## Aim
Rescale the data from the line containing "form [1, 135]." through the end of the data, rewriting every line in full but multiplying each pixel coordinate given as a result by 1.4, rounded to a whole number with halves going up, and leaving all other numbers unchanged. Return only those lines.

## Material provided
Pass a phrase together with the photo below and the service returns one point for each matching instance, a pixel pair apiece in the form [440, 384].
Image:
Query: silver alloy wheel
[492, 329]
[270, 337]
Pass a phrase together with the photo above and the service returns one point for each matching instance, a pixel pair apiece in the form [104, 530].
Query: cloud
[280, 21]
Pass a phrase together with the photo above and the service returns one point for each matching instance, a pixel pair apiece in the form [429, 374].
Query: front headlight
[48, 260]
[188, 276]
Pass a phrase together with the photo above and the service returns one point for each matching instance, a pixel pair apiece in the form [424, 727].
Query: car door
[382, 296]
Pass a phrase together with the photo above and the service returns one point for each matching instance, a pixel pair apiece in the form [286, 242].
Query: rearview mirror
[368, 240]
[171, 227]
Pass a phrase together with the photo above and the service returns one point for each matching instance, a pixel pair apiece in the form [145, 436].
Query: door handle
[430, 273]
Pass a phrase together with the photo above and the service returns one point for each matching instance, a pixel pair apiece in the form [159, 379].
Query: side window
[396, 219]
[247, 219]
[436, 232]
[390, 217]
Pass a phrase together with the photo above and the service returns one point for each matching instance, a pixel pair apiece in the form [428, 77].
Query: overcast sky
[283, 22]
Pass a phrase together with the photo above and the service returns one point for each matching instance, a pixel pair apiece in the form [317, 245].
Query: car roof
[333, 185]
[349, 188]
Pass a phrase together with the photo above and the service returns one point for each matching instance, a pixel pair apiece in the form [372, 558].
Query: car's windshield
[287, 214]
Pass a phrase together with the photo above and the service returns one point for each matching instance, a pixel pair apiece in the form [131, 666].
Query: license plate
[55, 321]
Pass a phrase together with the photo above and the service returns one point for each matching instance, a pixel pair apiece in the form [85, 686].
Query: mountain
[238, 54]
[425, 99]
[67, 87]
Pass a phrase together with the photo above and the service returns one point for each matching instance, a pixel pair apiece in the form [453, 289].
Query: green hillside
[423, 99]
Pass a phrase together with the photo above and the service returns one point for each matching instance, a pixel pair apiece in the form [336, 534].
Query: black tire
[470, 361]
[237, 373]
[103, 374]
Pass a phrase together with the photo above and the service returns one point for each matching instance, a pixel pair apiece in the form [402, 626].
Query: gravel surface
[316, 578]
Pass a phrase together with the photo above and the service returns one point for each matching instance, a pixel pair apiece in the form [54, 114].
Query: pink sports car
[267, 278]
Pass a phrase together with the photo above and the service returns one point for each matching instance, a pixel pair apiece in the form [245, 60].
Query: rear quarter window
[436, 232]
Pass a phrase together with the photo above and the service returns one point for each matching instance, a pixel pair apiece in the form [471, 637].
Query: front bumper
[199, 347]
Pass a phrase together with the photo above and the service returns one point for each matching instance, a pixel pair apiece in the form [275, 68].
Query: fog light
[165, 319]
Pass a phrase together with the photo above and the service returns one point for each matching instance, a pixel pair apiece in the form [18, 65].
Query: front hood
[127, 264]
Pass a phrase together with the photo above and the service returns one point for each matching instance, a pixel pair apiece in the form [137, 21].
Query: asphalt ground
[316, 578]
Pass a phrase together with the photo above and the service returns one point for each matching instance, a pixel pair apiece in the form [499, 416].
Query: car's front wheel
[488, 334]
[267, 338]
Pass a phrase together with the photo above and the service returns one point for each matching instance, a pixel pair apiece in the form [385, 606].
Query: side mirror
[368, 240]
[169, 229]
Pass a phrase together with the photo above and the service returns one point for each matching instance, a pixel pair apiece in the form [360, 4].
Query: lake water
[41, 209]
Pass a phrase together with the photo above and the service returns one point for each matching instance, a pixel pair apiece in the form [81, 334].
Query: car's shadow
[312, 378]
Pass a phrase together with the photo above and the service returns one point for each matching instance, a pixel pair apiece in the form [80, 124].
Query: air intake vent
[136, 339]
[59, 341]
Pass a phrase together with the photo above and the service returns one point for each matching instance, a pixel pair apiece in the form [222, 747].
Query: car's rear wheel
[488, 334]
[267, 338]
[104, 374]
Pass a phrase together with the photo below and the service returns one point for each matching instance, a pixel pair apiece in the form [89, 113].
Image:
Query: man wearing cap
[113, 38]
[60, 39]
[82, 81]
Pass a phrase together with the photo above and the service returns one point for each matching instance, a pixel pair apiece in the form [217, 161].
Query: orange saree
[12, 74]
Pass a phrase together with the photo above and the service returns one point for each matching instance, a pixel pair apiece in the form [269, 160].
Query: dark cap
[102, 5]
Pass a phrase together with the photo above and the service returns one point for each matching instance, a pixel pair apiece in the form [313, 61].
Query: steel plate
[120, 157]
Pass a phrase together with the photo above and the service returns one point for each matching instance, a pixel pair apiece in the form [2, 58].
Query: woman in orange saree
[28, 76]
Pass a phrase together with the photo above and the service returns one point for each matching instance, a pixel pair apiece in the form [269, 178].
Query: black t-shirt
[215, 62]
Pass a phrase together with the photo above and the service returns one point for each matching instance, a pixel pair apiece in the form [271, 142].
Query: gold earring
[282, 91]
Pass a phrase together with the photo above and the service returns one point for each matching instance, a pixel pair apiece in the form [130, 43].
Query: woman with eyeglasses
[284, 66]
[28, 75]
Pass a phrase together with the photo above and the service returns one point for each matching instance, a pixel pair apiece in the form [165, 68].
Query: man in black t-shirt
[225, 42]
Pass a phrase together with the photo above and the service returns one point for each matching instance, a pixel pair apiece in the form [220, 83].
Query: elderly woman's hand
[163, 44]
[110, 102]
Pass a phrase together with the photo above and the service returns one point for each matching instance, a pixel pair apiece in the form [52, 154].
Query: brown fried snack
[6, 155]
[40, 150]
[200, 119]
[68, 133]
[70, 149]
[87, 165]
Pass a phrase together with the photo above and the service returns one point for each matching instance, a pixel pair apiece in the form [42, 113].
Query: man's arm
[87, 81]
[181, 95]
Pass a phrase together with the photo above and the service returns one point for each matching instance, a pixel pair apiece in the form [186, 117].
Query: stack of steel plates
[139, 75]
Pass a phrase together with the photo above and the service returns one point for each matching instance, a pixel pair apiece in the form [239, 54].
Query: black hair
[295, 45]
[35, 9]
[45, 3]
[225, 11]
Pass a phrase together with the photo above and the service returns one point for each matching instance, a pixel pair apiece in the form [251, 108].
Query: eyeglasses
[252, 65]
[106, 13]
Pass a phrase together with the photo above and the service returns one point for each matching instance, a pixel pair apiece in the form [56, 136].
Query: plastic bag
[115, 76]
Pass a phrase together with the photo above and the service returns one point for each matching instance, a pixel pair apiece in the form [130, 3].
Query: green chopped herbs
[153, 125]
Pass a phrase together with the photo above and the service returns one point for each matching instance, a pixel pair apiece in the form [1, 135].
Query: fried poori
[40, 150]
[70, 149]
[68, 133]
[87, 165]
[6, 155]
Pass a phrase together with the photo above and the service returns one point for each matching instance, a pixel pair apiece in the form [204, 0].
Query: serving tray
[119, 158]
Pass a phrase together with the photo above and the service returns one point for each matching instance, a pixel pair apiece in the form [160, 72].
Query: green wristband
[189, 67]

## Exercise output
Pass a phrase together with the photo above and the service returns one point for each matching instance, a pixel pair apiece in the form [1, 135].
Query: fried poori
[56, 210]
[98, 209]
[95, 186]
[122, 231]
[8, 217]
Pass a phrase together with the photo above and the service returns one point for each matching instance, a pixel pair apiece in the form [204, 0].
Query: serving tray
[167, 221]
Pass a phrase together with the photo above and the service returns one point for each matching instance, a pixel pair apiece in the form [160, 72].
Query: green wristband
[265, 94]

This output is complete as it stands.